• _DESCRIPTION OF THE TASK_:
Reproduce the passage of the mudlarking blog post from "It appears Thomas" to "instead of candles." word for word.

• _SUPPLIED TEXT_:
□ □ □ □ □
Two weeks ago the UK Government took its first step in permitting a gradual lifting of some of the Coronavirus pandemic lockdown regulations. This resulted in the Port of London Authority allowing a return of leisure activity such as boating and mudlarking on the Thames. However, even though some mudlarks have returned to the river, it’s still a little too early for me to visit the foreshore just yet. As I write this blog public transport remains only for essential use, and the infection rate of Covid-19 is still not as low as I’d like, so I’m going to wait a few more weeks before even thinking of resuming pottering about on the river. The Thames will still be there for me when I’m ready and in the meantime this has given me the opportunity to sort out and research a small backlog of finds made in January and February this year.
On my penultimate mudlarking session prior to lockdown, twinkling up at me from the mud and scrap of the Thames foreshore was a late 17th century trader’s token, made of copper alloy, and the fifth one of this type I’ve found so far. Minted post 1666, the year of the Great Fire of London, these tokens are always a delight to find and, unless in atrocious condition, usually end up being recorded on the PAS (Portable Antiquities Scheme.) They’re a mine of information for the historian as they give you so much detail – a trade, a name, a crest or symbol, the very street where the business was located. Tokens like this were once issued in lieu of change at a time when small coins were in short supply. Whoever had a token like this could exchange it for goods such as beer or bread, or services such as prostitution. I’ve yet to find a brothel token but these have been found by other mudlarks.

This particular one is a Tallow Chandler’s token issued by Thomas Giltman of Gosswell Street in Clerkenwell, a street which is still there to this day although now known as Goswell Street. I was particularly thrilled with this find as I’d discovered it on a part of the foreshore I hadn’t been to for some while and viewed by many mudlarks as not being worth searching. I’m glad I went back that day because I found some interesting objects. It goes to show how unpredictable the river can be with what it leaves behind at low tide.

The definition of what a Chandler does has changed over the centuries. Today it refers to someone who sells equipment for ship and boats, but historically it had two meanings; someone who worked in the wax and tallow business making candles (and soap) from the compressed fat of butchered animals, and also people who sold oil (known as ‘Oylemen’,) paint, household goods and groceries. Tallow Chandlery was especially important at this period in history when candles remained the only source of lighting dangerous streets and the home, pushing back the darkness and creating a small patch of light. There’s a sixteenth century meditation which says, ‘All would be horror without candles’ and this is difficult for us to understand when, thanks to electricity, we’re used to multiple lights coming on at the flick of a switch.
I’m grateful to the Worshipful Company of Tallow Chandlers located at 4 Dowgate Hill in the City of London who opened up their archives for me to search for Thomas Giltman and the history of some of their other members for this blog.
It appears Thomas Giltman wasn’t a member of the Tallow Chandlers Guild even though Gosswell Street was a veritable hub of Chandlers’ activity from medieval times to the 18th century, when their livelihoods were threatened and eventually destroyed by the inevitable coming of oil, lighting houses and streets instead of candles.
□ □ □ □ □
(Saved entries)

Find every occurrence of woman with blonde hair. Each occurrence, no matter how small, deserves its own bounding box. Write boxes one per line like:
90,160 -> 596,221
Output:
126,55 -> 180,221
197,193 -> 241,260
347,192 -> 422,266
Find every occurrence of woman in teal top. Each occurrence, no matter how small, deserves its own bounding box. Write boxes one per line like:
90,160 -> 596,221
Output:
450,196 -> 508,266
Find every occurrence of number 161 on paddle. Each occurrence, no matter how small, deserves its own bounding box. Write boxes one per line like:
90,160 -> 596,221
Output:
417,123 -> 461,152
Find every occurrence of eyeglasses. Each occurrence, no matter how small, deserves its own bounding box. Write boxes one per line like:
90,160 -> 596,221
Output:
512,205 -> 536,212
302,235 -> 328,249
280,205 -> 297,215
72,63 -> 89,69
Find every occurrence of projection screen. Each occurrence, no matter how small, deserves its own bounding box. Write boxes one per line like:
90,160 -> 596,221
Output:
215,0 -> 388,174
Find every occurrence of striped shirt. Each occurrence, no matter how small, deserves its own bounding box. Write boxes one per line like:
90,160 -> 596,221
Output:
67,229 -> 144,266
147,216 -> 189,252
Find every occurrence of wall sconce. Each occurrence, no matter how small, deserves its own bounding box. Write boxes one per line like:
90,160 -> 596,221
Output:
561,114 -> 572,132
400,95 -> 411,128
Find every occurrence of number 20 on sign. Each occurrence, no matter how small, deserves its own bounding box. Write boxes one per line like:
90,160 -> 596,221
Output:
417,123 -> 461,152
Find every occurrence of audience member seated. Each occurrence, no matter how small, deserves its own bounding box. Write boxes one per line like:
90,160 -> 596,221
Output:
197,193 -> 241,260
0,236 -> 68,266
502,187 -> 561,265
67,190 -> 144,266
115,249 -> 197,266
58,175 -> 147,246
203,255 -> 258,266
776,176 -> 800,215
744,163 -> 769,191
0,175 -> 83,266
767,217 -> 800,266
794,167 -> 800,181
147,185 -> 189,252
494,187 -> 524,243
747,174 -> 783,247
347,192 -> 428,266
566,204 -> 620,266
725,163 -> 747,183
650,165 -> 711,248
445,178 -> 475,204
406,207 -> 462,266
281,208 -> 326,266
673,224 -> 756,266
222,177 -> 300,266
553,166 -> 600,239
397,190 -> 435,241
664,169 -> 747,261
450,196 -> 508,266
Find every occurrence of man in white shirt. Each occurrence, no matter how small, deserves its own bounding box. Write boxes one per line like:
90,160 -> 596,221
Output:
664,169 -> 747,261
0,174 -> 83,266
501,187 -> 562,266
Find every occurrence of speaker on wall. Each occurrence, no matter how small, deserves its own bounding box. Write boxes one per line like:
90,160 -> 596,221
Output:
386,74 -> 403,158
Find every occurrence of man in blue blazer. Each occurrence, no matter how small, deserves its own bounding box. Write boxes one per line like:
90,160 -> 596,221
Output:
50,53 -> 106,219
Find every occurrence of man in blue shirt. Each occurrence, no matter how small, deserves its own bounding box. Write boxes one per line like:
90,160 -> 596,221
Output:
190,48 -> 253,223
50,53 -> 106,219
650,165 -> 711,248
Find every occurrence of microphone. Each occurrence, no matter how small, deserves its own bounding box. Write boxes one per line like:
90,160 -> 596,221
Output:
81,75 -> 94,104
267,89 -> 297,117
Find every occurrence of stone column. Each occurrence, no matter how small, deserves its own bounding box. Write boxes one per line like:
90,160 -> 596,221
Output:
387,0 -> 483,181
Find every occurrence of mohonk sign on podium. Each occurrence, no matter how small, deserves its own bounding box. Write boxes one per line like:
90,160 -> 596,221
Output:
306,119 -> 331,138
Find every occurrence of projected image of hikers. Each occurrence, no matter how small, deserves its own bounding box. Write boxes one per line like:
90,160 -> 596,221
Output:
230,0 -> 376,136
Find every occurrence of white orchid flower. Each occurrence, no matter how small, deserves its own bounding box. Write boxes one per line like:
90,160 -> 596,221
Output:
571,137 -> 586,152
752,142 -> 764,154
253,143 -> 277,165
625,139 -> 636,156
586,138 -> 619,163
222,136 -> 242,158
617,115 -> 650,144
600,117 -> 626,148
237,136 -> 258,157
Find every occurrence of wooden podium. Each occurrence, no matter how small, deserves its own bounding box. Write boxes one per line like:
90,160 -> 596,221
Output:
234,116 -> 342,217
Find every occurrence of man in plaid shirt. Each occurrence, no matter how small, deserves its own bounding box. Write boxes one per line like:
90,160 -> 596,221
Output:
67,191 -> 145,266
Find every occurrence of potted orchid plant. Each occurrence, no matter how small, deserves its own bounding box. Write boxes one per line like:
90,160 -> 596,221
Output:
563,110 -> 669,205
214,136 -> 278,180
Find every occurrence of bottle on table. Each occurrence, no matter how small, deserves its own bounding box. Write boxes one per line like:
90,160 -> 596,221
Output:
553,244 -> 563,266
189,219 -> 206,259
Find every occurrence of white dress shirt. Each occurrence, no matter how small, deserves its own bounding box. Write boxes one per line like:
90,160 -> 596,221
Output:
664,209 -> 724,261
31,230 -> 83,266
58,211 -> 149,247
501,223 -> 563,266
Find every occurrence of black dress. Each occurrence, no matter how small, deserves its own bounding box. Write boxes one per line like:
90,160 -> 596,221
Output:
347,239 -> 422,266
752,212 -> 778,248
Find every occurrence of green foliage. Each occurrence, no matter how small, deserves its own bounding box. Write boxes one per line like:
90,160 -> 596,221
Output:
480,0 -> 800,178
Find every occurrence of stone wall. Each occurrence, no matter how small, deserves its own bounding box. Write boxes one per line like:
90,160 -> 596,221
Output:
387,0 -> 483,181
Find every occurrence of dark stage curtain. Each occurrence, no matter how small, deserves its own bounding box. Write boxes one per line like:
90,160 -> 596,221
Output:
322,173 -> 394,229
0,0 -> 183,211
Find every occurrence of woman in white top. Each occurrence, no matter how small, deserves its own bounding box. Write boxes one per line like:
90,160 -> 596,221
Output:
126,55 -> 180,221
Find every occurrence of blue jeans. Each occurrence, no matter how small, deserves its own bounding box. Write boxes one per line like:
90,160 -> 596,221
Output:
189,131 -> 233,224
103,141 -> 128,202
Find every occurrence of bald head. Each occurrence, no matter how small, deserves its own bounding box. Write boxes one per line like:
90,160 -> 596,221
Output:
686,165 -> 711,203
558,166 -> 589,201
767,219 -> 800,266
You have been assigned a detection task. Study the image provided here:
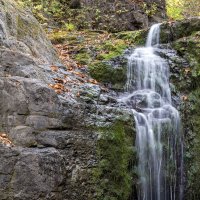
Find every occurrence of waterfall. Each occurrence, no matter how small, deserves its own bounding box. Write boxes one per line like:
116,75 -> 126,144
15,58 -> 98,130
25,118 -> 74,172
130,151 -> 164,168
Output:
120,24 -> 183,200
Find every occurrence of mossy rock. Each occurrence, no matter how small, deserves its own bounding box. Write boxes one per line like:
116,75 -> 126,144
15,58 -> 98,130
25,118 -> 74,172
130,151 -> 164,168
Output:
160,17 -> 200,43
89,62 -> 126,89
93,122 -> 136,200
115,29 -> 148,45
172,31 -> 200,81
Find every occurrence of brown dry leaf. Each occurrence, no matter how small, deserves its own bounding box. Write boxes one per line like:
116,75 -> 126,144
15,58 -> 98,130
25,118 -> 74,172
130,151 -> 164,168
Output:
76,92 -> 80,97
0,133 -> 14,146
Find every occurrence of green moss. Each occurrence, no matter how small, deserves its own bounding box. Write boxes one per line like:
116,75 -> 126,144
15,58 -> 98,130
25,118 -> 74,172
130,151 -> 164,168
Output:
173,32 -> 200,76
115,30 -> 148,45
96,39 -> 127,60
17,15 -> 42,39
183,89 -> 200,200
48,30 -> 67,44
89,61 -> 126,87
93,123 -> 135,200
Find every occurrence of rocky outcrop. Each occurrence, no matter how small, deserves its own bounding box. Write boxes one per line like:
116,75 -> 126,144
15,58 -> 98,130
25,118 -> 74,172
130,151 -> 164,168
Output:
158,17 -> 200,200
81,0 -> 166,32
0,0 -> 134,200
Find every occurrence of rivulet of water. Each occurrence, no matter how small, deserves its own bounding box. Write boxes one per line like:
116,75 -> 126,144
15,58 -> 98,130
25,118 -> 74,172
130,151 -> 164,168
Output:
120,24 -> 183,200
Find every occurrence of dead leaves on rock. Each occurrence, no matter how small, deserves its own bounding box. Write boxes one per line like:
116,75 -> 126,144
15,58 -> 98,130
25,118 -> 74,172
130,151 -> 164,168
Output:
0,132 -> 14,147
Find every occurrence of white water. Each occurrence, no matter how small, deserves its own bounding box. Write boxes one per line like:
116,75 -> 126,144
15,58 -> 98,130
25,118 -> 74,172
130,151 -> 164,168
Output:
121,24 -> 183,200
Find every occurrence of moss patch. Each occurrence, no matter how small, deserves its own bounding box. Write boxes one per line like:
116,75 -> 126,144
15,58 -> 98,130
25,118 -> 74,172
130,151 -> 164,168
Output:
89,62 -> 126,89
93,123 -> 135,200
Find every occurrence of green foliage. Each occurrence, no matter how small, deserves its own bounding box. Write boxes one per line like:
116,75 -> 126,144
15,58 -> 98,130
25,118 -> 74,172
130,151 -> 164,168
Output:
93,123 -> 134,200
142,2 -> 158,17
65,23 -> 76,31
□ □ □ □ □
• _SOLUTION FOR THIS EXERCISE_:
It appears Thomas Giltman wasn’t a member of the Tallow Chandlers Guild even though Gosswell Street was a veritable hub of Chandlers’ activity from medieval times to the 18th century, when their livelihoods were threatened and eventually destroyed by the inevitable coming of oil, lighting houses and streets instead of candles.